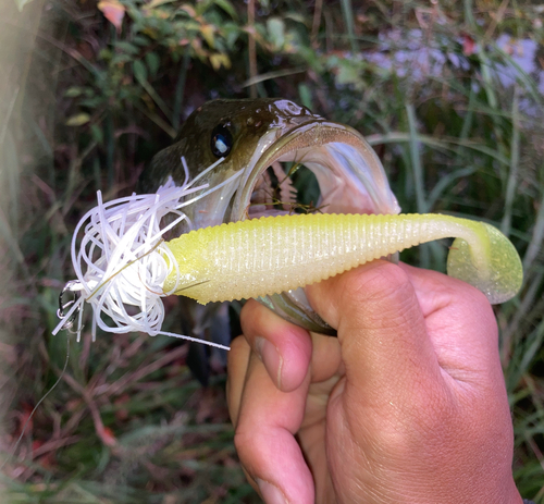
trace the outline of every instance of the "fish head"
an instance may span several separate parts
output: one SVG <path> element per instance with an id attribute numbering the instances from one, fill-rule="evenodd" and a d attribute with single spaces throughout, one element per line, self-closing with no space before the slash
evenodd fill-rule
<path id="1" fill-rule="evenodd" d="M 183 184 L 182 157 L 190 179 L 223 158 L 200 180 L 210 187 L 238 174 L 184 208 L 194 229 L 289 211 L 272 208 L 271 201 L 254 201 L 256 187 L 276 163 L 302 164 L 313 173 L 320 211 L 400 211 L 380 159 L 360 133 L 286 99 L 221 99 L 202 105 L 184 123 L 174 144 L 154 156 L 140 177 L 140 190 L 153 193 L 169 177 Z M 306 329 L 333 332 L 310 308 L 304 290 L 260 300 Z"/>

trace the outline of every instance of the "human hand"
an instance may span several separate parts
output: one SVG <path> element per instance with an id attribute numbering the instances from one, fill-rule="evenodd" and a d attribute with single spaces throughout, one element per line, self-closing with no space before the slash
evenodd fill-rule
<path id="1" fill-rule="evenodd" d="M 250 300 L 228 354 L 236 448 L 268 504 L 521 503 L 480 292 L 374 261 L 307 295 L 337 339 Z"/>

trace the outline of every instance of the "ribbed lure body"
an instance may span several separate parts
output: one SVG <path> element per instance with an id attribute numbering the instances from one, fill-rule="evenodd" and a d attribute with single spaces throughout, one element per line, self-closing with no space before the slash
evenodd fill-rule
<path id="1" fill-rule="evenodd" d="M 269 217 L 191 231 L 166 244 L 178 272 L 163 286 L 199 303 L 258 297 L 309 285 L 423 242 L 460 237 L 448 273 L 491 303 L 522 281 L 511 243 L 484 223 L 438 214 Z"/>

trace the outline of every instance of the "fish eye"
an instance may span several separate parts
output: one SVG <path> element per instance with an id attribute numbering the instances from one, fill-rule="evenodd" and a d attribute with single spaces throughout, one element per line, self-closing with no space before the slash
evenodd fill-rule
<path id="1" fill-rule="evenodd" d="M 233 136 L 224 124 L 217 125 L 211 132 L 211 153 L 215 158 L 225 158 L 233 148 Z"/>

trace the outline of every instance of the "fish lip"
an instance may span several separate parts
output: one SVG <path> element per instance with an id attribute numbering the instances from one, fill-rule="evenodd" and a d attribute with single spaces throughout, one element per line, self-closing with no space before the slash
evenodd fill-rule
<path id="1" fill-rule="evenodd" d="M 258 159 L 254 156 L 244 169 L 242 181 L 237 181 L 238 188 L 230 212 L 232 221 L 248 218 L 254 188 L 274 161 L 299 161 L 309 168 L 318 177 L 322 195 L 320 206 L 326 206 L 326 212 L 338 212 L 338 207 L 344 213 L 400 211 L 380 159 L 362 135 L 350 126 L 321 118 L 305 121 L 287 131 L 269 132 L 256 152 L 259 150 L 262 153 Z M 349 152 L 342 153 L 342 150 Z M 357 157 L 360 165 L 353 165 L 349 156 Z M 326 184 L 331 179 L 341 187 Z M 349 205 L 338 205 L 336 199 L 339 193 L 343 200 L 349 200 Z"/>

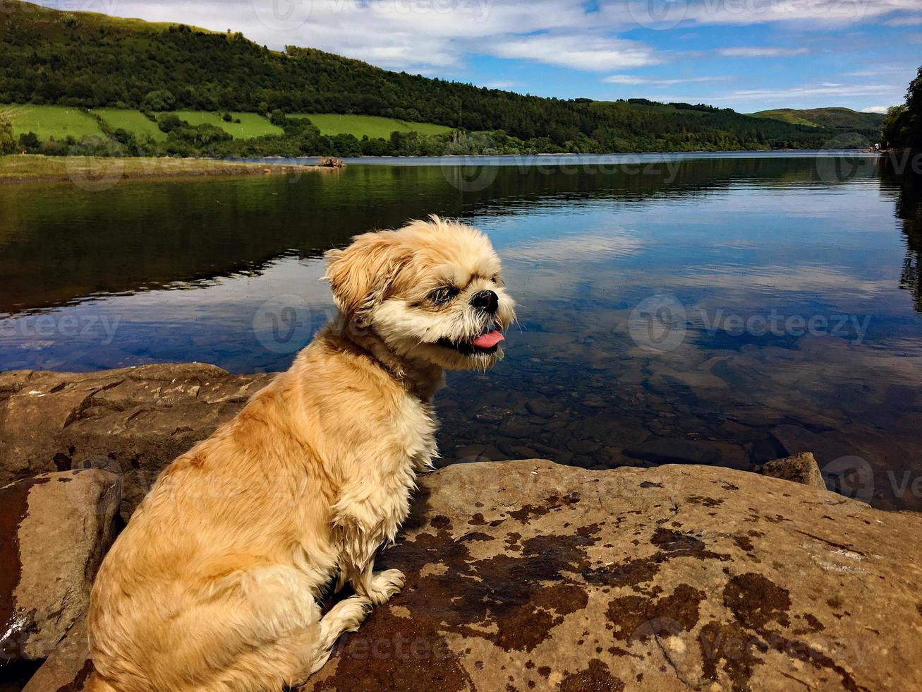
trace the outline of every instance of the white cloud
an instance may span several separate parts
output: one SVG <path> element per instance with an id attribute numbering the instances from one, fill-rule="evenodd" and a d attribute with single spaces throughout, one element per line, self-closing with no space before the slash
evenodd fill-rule
<path id="1" fill-rule="evenodd" d="M 786 48 L 782 46 L 751 46 L 742 48 L 719 48 L 717 53 L 727 57 L 792 57 L 806 55 L 810 48 Z"/>
<path id="2" fill-rule="evenodd" d="M 639 42 L 585 33 L 509 37 L 488 50 L 498 57 L 535 60 L 593 72 L 661 62 L 653 49 Z"/>
<path id="3" fill-rule="evenodd" d="M 692 82 L 713 82 L 727 79 L 726 77 L 686 77 L 679 79 L 654 79 L 645 77 L 636 77 L 634 75 L 611 75 L 602 79 L 608 84 L 644 84 L 651 87 L 672 87 L 676 84 L 690 84 Z"/>
<path id="4" fill-rule="evenodd" d="M 649 4 L 649 0 L 632 0 Z M 841 26 L 873 21 L 897 11 L 917 12 L 918 0 L 689 0 L 670 6 L 669 23 L 747 25 L 769 22 L 808 22 Z M 649 10 L 648 10 L 649 11 Z"/>
<path id="5" fill-rule="evenodd" d="M 781 89 L 740 89 L 725 94 L 722 99 L 739 99 L 753 101 L 760 99 L 784 101 L 802 96 L 873 96 L 890 93 L 893 89 L 904 89 L 889 84 L 810 84 L 800 87 L 783 87 Z"/>
<path id="6" fill-rule="evenodd" d="M 884 22 L 888 27 L 917 27 L 922 24 L 922 15 L 916 17 L 896 17 Z"/>
<path id="7" fill-rule="evenodd" d="M 462 74 L 466 57 L 478 54 L 590 72 L 664 62 L 668 55 L 621 37 L 637 27 L 922 21 L 920 0 L 603 0 L 597 10 L 588 9 L 584 0 L 38 1 L 60 9 L 183 21 L 219 31 L 230 28 L 270 48 L 311 46 L 386 68 L 442 76 Z M 664 9 L 663 16 L 656 14 Z M 725 51 L 730 57 L 783 57 L 808 49 Z"/>

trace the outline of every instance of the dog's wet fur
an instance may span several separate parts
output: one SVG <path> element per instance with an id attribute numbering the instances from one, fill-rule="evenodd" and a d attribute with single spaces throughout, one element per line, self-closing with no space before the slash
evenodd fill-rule
<path id="1" fill-rule="evenodd" d="M 436 217 L 326 262 L 337 319 L 163 471 L 106 556 L 88 689 L 282 690 L 403 586 L 373 561 L 437 455 L 432 396 L 502 357 L 514 303 L 487 237 Z M 355 594 L 321 617 L 333 579 Z"/>

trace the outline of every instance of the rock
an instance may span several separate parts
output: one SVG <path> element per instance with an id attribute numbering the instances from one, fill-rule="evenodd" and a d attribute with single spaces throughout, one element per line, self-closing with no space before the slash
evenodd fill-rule
<path id="1" fill-rule="evenodd" d="M 526 402 L 526 408 L 528 412 L 532 415 L 538 416 L 539 418 L 550 418 L 558 411 L 561 410 L 561 406 L 555 403 L 553 400 L 548 399 L 547 397 L 535 396 L 529 399 Z"/>
<path id="2" fill-rule="evenodd" d="M 124 474 L 127 519 L 163 467 L 272 376 L 199 364 L 0 373 L 0 485 L 107 457 Z"/>
<path id="3" fill-rule="evenodd" d="M 407 585 L 303 690 L 914 689 L 916 514 L 706 466 L 420 479 Z"/>
<path id="4" fill-rule="evenodd" d="M 48 656 L 83 614 L 121 492 L 117 475 L 97 469 L 0 489 L 0 660 Z"/>
<path id="5" fill-rule="evenodd" d="M 810 452 L 802 452 L 794 457 L 769 461 L 762 464 L 759 472 L 762 475 L 793 481 L 821 490 L 826 489 L 826 483 L 822 480 L 822 473 L 820 472 L 820 465 Z"/>
<path id="6" fill-rule="evenodd" d="M 92 672 L 86 621 L 81 617 L 22 692 L 81 692 Z"/>
<path id="7" fill-rule="evenodd" d="M 720 451 L 705 442 L 668 437 L 642 442 L 628 447 L 624 453 L 634 459 L 666 464 L 714 464 L 720 460 Z"/>
<path id="8" fill-rule="evenodd" d="M 862 456 L 858 450 L 842 440 L 811 433 L 798 425 L 776 425 L 772 429 L 772 435 L 788 455 L 811 452 L 816 456 L 817 461 L 823 465 L 840 457 L 855 454 Z"/>

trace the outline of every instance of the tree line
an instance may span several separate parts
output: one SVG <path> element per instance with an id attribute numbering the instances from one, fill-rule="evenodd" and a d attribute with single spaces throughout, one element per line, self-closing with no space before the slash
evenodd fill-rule
<path id="1" fill-rule="evenodd" d="M 888 149 L 922 151 L 922 67 L 909 83 L 905 102 L 887 112 L 883 142 Z"/>
<path id="2" fill-rule="evenodd" d="M 270 51 L 240 33 L 162 29 L 0 0 L 0 103 L 218 113 L 357 113 L 455 128 L 355 140 L 296 136 L 208 147 L 254 154 L 682 151 L 819 148 L 834 132 L 704 104 L 545 99 L 391 72 L 311 48 Z M 294 125 L 292 127 L 295 127 Z M 301 127 L 301 125 L 297 125 Z M 490 139 L 472 133 L 494 133 Z M 189 134 L 189 133 L 185 133 Z M 171 137 L 177 152 L 196 139 Z M 354 139 L 354 138 L 353 138 Z M 303 150 L 303 144 L 313 147 Z M 66 144 L 66 143 L 65 143 Z M 487 146 L 491 145 L 491 146 Z M 268 149 L 266 149 L 268 148 Z M 275 150 L 270 150 L 275 148 Z M 357 149 L 358 148 L 358 149 Z"/>

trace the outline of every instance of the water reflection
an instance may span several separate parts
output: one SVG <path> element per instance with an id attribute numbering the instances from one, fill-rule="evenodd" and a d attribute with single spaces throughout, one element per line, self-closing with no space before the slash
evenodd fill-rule
<path id="1" fill-rule="evenodd" d="M 870 478 L 875 504 L 922 508 L 918 181 L 849 171 L 707 158 L 502 167 L 465 191 L 439 167 L 355 165 L 0 187 L 0 362 L 281 369 L 332 314 L 324 250 L 460 216 L 502 257 L 521 331 L 440 395 L 445 463 L 751 469 L 809 449 L 841 489 Z"/>

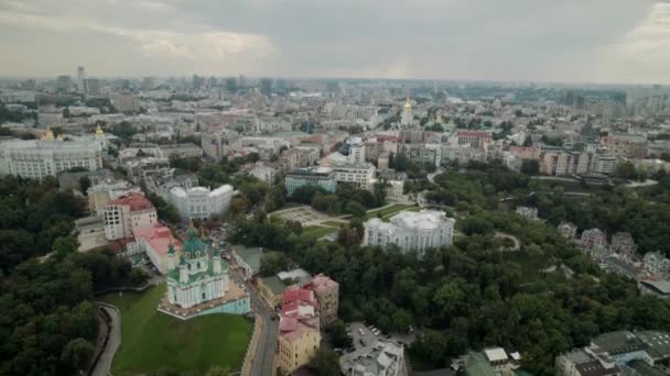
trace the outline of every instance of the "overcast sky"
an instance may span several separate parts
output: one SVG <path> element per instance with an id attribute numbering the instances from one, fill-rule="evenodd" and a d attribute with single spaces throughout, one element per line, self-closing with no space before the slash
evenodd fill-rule
<path id="1" fill-rule="evenodd" d="M 670 1 L 0 0 L 0 76 L 670 82 Z"/>

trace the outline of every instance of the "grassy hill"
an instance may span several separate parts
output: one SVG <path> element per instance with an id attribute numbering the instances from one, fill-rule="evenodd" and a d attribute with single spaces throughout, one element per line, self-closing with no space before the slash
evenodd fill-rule
<path id="1" fill-rule="evenodd" d="M 206 371 L 214 365 L 240 369 L 253 324 L 233 314 L 210 314 L 182 321 L 156 311 L 165 285 L 142 294 L 109 294 L 102 301 L 121 311 L 121 346 L 115 376 L 159 369 Z"/>

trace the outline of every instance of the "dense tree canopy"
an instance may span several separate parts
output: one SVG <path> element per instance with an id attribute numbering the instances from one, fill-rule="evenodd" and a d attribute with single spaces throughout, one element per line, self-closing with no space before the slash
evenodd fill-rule
<path id="1" fill-rule="evenodd" d="M 603 273 L 555 224 L 573 220 L 581 229 L 630 231 L 642 247 L 667 252 L 670 231 L 657 229 L 670 223 L 669 188 L 670 181 L 661 180 L 653 188 L 595 191 L 574 202 L 563 188 L 500 164 L 472 164 L 465 173 L 436 176 L 426 195 L 452 208 L 464 234 L 421 259 L 414 252 L 348 244 L 348 235 L 317 242 L 278 220 L 240 221 L 231 235 L 337 280 L 345 321 L 365 319 L 383 331 L 421 328 L 410 349 L 417 364 L 444 366 L 469 349 L 502 345 L 523 354 L 525 368 L 551 375 L 555 355 L 598 333 L 670 330 L 667 301 L 642 297 L 634 281 Z M 547 222 L 521 218 L 510 210 L 517 204 L 537 207 Z M 502 252 L 508 240 L 495 231 L 516 236 L 521 248 Z"/>
<path id="2" fill-rule="evenodd" d="M 58 181 L 6 176 L 0 178 L 0 269 L 46 254 L 60 236 L 74 229 L 86 202 L 72 190 L 60 191 Z"/>

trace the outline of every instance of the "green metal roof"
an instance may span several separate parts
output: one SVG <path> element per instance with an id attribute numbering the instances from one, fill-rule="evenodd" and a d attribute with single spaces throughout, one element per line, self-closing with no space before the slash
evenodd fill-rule
<path id="1" fill-rule="evenodd" d="M 220 263 L 221 263 L 221 273 L 223 273 L 224 270 L 226 270 L 228 268 L 228 264 L 224 261 L 221 261 Z M 180 265 L 185 265 L 185 264 L 186 264 L 186 262 L 182 258 L 182 263 L 180 263 Z M 168 272 L 168 279 L 174 279 L 177 284 L 180 284 L 182 286 L 195 284 L 202 279 L 206 279 L 206 278 L 213 277 L 213 276 L 215 276 L 215 274 L 214 274 L 214 265 L 212 263 L 212 259 L 207 261 L 207 269 L 205 272 L 190 274 L 188 280 L 185 284 L 182 284 L 182 281 L 180 280 L 180 268 L 179 267 Z"/>

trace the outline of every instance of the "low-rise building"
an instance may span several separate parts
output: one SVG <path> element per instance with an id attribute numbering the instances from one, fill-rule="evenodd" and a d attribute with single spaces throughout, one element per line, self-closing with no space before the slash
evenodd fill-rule
<path id="1" fill-rule="evenodd" d="M 287 289 L 277 343 L 278 368 L 290 375 L 307 364 L 321 345 L 317 302 L 314 292 L 302 288 Z"/>
<path id="2" fill-rule="evenodd" d="M 616 253 L 626 254 L 629 256 L 635 255 L 637 246 L 633 240 L 633 235 L 628 232 L 617 232 L 612 235 L 612 250 Z"/>
<path id="3" fill-rule="evenodd" d="M 239 135 L 229 131 L 203 132 L 201 145 L 203 153 L 215 161 L 220 161 L 231 151 L 233 144 L 239 140 Z"/>
<path id="4" fill-rule="evenodd" d="M 584 230 L 581 245 L 585 248 L 607 246 L 607 235 L 599 229 Z"/>
<path id="5" fill-rule="evenodd" d="M 335 173 L 328 167 L 294 169 L 287 174 L 284 183 L 289 196 L 293 195 L 298 188 L 304 186 L 321 187 L 331 193 L 335 192 Z"/>
<path id="6" fill-rule="evenodd" d="M 88 187 L 88 209 L 93 214 L 102 214 L 110 200 L 116 200 L 125 195 L 141 192 L 140 187 L 126 180 L 105 180 Z"/>
<path id="7" fill-rule="evenodd" d="M 659 252 L 648 252 L 642 258 L 642 269 L 647 276 L 663 278 L 670 274 L 670 259 Z"/>
<path id="8" fill-rule="evenodd" d="M 274 177 L 277 176 L 274 168 L 266 166 L 262 162 L 257 162 L 249 174 L 269 186 L 274 184 Z"/>
<path id="9" fill-rule="evenodd" d="M 128 243 L 129 254 L 144 253 L 151 264 L 161 273 L 168 273 L 168 251 L 170 244 L 181 247 L 181 242 L 174 237 L 172 231 L 164 225 L 155 223 L 151 228 L 134 229 L 134 242 Z"/>
<path id="10" fill-rule="evenodd" d="M 107 240 L 132 237 L 134 230 L 151 228 L 158 222 L 155 208 L 142 193 L 129 193 L 107 202 L 104 217 Z"/>
<path id="11" fill-rule="evenodd" d="M 75 167 L 102 168 L 100 143 L 54 140 L 47 131 L 42 140 L 8 141 L 0 147 L 0 176 L 42 179 Z"/>
<path id="12" fill-rule="evenodd" d="M 258 279 L 258 294 L 271 308 L 281 305 L 281 296 L 285 289 L 287 285 L 278 276 Z"/>
<path id="13" fill-rule="evenodd" d="M 183 144 L 161 145 L 160 148 L 165 157 L 175 156 L 179 158 L 187 158 L 203 156 L 203 150 L 198 145 L 191 142 Z"/>
<path id="14" fill-rule="evenodd" d="M 327 327 L 337 319 L 337 308 L 339 307 L 339 284 L 323 274 L 312 278 L 305 286 L 314 291 L 318 301 L 318 317 L 321 325 Z"/>
<path id="15" fill-rule="evenodd" d="M 426 248 L 452 245 L 455 222 L 435 210 L 401 211 L 390 222 L 372 218 L 364 224 L 363 245 L 397 245 L 403 252 L 414 250 L 422 256 Z"/>
<path id="16" fill-rule="evenodd" d="M 571 222 L 561 222 L 561 224 L 559 224 L 559 233 L 568 240 L 574 240 L 577 235 L 577 226 Z"/>
<path id="17" fill-rule="evenodd" d="M 408 376 L 404 347 L 395 341 L 377 340 L 370 352 L 360 356 L 350 373 L 347 371 L 345 374 L 352 376 Z"/>
<path id="18" fill-rule="evenodd" d="M 352 185 L 359 189 L 368 189 L 371 186 L 376 169 L 371 163 L 336 165 L 333 167 L 336 184 Z"/>
<path id="19" fill-rule="evenodd" d="M 515 210 L 517 212 L 517 214 L 534 221 L 538 219 L 538 208 L 529 208 L 529 207 L 517 207 L 517 210 Z"/>
<path id="20" fill-rule="evenodd" d="M 233 198 L 233 186 L 223 185 L 214 190 L 193 187 L 188 190 L 174 187 L 170 190 L 170 202 L 174 204 L 183 220 L 209 219 L 221 215 Z"/>

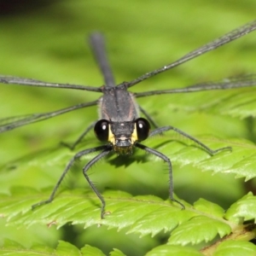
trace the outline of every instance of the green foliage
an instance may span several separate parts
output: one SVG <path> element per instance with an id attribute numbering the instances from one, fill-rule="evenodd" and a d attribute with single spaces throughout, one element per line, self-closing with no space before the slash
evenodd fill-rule
<path id="1" fill-rule="evenodd" d="M 100 86 L 84 42 L 84 35 L 100 30 L 116 80 L 129 81 L 253 20 L 254 6 L 254 0 L 172 6 L 163 0 L 53 2 L 0 17 L 0 73 Z M 252 73 L 254 51 L 255 32 L 131 90 Z M 1 119 L 99 97 L 0 87 Z M 60 143 L 74 141 L 97 118 L 96 108 L 1 134 L 0 255 L 255 255 L 255 97 L 252 87 L 138 99 L 160 125 L 177 127 L 212 149 L 232 147 L 211 156 L 172 131 L 144 142 L 172 160 L 174 192 L 184 210 L 168 199 L 166 166 L 140 150 L 131 157 L 108 155 L 91 168 L 90 177 L 106 200 L 103 219 L 81 172 L 95 154 L 76 162 L 50 204 L 32 210 L 49 198 L 77 152 L 99 145 L 92 133 L 74 152 Z"/>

########

The problem
Look above for the line containing "trace the outline of every instance of the green"; copy from it through the last line, exactly, and nothing more.

Solved exercise
trace the outline of every instance of the green foliage
an instance may span several separate parts
output: one SVG <path> element per instance with an id attribute numbering the instances from one, fill-rule="evenodd" and a d attribute with single spaces throughout, one element per line, self-closing with no space before the slash
evenodd fill-rule
<path id="1" fill-rule="evenodd" d="M 100 86 L 84 42 L 84 35 L 100 30 L 116 80 L 129 81 L 253 20 L 254 6 L 254 0 L 172 6 L 163 0 L 53 2 L 0 17 L 0 73 Z M 252 73 L 254 51 L 255 32 L 131 90 Z M 1 119 L 99 97 L 0 87 Z M 60 143 L 74 141 L 97 118 L 96 108 L 1 134 L 0 255 L 255 255 L 255 97 L 252 87 L 138 99 L 160 125 L 177 127 L 212 149 L 232 147 L 211 156 L 172 131 L 144 142 L 172 160 L 174 192 L 184 210 L 168 199 L 166 166 L 140 150 L 131 157 L 108 155 L 91 168 L 90 177 L 106 200 L 103 219 L 81 172 L 95 154 L 76 162 L 50 204 L 32 210 L 49 198 L 77 152 L 99 145 L 92 133 L 74 152 Z"/>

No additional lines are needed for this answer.